▶ **MATERIALS PROVIDED**
____
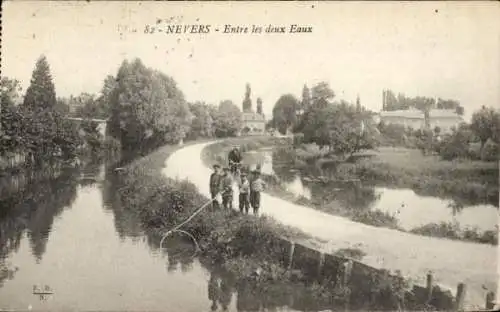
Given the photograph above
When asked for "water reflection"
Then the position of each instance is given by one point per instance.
(410, 208)
(33, 209)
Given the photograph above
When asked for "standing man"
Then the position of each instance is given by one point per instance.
____
▶ **THE REQUEST**
Reproduce the lines of the material above as a numbered list, omitting blank lines and leaving out the pictures.

▶ **REPLY TO THE TASK**
1. Given the photograph above
2. When asked for "water reflection"
3. Then the position of each instance is given by one point per instance.
4. (410, 208)
5. (33, 209)
6. Given the photograph above
7. When asked for "standing man"
8. Then the position of each instance is given by one point per instance.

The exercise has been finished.